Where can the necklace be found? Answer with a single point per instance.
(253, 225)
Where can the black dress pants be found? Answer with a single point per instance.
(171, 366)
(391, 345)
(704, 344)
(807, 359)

──────────

:: Activity ::
Set down the entire listing once more, keeping every line exactly as it reads.

:: Output ::
Where can the necklace be found? Answer with a single point per instance.
(253, 225)
Where can the black dress pants be found? Answer with a single point per instance.
(171, 366)
(391, 345)
(704, 344)
(807, 359)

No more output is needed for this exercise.